PROBLEM
Report each line of the data below that contains the string "vegetation", copying every such line in full. Treat the match as case-sensitive.

Coordinate-labeling data:
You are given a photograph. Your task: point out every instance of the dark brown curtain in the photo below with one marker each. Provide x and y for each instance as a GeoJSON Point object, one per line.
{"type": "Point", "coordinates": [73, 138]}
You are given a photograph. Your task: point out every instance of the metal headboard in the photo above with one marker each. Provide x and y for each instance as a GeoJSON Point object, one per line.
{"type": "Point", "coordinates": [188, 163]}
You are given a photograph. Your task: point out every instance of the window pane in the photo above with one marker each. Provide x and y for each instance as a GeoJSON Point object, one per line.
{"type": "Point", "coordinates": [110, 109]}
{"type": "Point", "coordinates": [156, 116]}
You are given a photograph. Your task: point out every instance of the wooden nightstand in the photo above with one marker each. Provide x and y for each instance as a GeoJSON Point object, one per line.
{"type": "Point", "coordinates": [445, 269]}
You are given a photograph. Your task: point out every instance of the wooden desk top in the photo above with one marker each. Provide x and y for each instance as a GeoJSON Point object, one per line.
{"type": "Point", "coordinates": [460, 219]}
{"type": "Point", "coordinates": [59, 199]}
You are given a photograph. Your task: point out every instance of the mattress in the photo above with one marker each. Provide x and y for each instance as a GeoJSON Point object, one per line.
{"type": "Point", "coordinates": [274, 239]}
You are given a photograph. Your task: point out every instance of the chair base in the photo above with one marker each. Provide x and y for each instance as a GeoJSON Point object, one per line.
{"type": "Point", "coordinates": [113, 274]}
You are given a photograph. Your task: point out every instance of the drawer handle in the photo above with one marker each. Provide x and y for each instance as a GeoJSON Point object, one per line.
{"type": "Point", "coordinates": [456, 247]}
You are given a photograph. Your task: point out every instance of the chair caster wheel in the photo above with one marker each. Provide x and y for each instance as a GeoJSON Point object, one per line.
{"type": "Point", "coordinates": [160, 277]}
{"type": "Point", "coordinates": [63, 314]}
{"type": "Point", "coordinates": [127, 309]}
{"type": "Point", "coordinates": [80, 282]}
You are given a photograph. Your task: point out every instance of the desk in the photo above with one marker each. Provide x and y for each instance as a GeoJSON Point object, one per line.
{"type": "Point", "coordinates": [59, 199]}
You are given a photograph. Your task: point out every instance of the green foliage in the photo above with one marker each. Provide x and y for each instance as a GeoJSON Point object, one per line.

* * *

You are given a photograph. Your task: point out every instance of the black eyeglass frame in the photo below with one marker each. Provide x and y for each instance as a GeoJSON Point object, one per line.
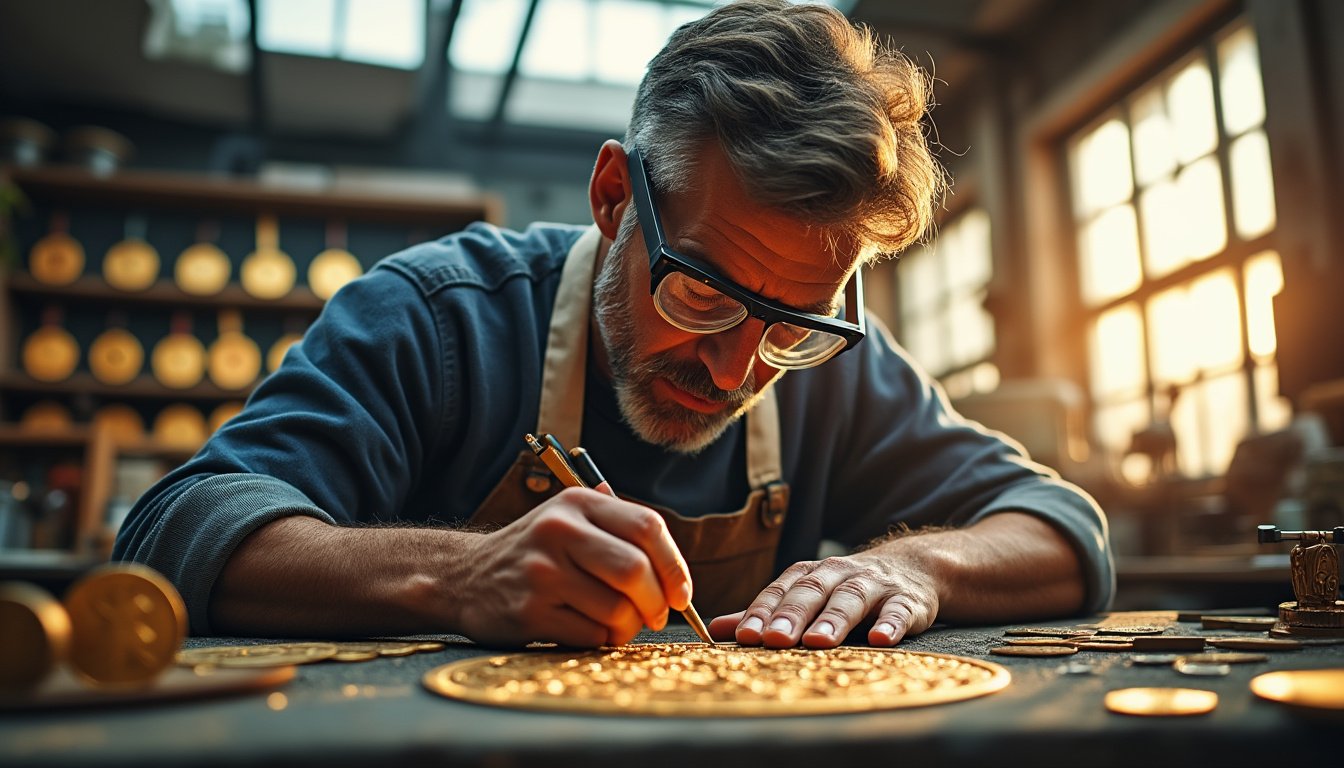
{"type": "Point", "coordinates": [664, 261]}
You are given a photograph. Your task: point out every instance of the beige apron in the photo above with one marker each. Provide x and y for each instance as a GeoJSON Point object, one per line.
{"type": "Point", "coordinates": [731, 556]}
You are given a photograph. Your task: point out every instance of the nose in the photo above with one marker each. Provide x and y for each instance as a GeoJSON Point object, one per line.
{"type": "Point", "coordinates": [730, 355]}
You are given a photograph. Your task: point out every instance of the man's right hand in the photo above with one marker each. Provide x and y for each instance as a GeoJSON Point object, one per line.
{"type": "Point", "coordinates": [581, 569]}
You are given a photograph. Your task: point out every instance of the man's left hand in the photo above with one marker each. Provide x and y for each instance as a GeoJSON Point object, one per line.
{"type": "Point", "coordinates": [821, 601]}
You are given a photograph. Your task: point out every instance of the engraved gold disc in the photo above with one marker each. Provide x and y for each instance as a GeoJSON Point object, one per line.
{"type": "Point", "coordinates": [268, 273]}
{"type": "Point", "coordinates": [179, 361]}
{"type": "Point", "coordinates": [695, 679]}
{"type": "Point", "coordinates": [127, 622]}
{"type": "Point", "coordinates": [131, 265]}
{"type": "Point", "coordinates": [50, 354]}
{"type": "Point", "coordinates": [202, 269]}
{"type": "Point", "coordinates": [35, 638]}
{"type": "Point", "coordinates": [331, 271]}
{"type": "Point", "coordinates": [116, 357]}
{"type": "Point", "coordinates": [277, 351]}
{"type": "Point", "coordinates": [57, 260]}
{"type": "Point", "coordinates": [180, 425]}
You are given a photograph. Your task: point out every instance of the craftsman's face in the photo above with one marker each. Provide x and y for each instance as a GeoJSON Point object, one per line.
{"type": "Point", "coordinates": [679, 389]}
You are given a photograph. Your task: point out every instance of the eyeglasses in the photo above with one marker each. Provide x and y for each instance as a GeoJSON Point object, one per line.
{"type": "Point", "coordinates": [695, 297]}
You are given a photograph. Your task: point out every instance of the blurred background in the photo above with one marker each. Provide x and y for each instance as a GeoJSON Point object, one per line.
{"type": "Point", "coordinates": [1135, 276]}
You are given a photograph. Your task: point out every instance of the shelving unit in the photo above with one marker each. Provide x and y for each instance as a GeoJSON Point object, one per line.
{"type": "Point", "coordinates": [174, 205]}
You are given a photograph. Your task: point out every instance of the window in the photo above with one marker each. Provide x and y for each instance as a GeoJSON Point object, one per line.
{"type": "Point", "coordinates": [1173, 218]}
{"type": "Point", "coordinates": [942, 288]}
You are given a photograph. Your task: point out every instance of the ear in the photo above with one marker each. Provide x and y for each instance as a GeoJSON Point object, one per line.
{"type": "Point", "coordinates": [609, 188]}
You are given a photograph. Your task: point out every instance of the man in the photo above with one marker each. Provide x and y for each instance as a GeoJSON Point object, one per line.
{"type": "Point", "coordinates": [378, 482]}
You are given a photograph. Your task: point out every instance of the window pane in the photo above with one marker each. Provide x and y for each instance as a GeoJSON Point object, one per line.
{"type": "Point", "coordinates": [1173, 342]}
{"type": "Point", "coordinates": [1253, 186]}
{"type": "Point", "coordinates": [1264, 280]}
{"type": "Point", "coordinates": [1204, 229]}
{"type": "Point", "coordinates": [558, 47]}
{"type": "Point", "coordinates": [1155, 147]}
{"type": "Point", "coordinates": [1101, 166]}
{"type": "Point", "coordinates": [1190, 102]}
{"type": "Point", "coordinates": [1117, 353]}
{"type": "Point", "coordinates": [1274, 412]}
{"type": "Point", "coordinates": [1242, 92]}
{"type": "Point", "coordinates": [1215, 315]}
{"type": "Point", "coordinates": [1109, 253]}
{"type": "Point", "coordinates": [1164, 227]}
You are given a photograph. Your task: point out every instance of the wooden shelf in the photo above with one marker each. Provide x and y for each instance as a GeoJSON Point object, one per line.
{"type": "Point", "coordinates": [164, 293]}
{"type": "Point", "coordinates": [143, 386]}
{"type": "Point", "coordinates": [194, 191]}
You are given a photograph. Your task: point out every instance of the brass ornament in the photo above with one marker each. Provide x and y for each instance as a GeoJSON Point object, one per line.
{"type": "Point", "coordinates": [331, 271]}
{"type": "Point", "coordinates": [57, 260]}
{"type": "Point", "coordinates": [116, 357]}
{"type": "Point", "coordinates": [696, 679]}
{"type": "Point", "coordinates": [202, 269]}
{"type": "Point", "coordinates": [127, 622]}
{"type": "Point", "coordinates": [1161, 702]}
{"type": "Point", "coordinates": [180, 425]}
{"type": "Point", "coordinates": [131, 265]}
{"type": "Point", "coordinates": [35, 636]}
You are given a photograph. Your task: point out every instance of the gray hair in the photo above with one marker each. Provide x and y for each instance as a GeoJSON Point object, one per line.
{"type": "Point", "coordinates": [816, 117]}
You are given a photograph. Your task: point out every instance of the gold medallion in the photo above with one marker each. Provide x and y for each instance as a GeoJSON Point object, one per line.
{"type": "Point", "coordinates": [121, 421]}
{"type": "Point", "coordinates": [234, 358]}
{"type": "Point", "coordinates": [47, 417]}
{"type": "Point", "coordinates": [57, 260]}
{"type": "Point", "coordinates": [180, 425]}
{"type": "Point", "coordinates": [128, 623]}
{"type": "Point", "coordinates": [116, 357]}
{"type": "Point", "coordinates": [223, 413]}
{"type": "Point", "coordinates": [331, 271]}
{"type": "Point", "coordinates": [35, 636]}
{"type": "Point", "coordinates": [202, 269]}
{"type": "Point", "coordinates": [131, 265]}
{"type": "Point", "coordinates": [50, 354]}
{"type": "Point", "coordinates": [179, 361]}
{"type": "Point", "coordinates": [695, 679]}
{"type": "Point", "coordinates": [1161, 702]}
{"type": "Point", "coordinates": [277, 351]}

--

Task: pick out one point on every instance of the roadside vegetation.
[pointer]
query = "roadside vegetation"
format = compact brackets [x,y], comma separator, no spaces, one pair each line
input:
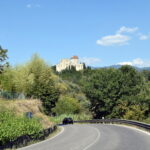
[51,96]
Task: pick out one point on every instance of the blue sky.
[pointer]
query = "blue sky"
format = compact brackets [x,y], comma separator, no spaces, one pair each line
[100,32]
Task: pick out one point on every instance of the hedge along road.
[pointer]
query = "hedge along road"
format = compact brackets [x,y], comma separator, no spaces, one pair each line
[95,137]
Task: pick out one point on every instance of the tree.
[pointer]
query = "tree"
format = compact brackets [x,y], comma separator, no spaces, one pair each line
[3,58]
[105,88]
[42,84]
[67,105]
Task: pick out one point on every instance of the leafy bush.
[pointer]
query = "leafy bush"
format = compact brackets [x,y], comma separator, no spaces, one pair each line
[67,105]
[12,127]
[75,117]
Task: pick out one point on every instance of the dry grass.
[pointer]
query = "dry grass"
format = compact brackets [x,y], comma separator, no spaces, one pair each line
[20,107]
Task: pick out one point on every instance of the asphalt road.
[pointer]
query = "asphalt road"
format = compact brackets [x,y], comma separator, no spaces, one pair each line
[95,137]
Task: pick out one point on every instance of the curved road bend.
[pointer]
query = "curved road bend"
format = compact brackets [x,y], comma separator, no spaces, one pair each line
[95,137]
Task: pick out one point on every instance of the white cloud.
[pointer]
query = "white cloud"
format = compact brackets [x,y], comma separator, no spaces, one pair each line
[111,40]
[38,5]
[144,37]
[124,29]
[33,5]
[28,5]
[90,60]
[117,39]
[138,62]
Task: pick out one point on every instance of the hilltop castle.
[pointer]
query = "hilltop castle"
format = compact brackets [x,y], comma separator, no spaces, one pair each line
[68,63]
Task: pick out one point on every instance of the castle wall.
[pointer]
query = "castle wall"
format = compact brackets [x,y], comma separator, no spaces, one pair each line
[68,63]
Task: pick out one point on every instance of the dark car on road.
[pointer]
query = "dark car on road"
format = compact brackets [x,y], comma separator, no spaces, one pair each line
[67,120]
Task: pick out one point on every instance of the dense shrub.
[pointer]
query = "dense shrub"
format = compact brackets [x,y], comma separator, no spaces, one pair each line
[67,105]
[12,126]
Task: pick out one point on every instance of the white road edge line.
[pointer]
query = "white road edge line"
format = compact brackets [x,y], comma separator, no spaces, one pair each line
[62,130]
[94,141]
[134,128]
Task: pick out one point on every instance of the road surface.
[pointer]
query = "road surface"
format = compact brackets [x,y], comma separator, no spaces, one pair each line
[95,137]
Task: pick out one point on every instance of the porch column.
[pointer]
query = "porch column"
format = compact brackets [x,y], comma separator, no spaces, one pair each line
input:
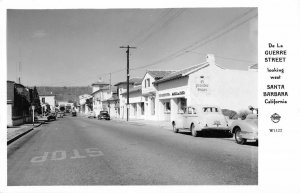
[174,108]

OUTPUT OF THE TASK
Task: pick out one point on every instance of the roadside vegetation.
query = "roadside vegetation"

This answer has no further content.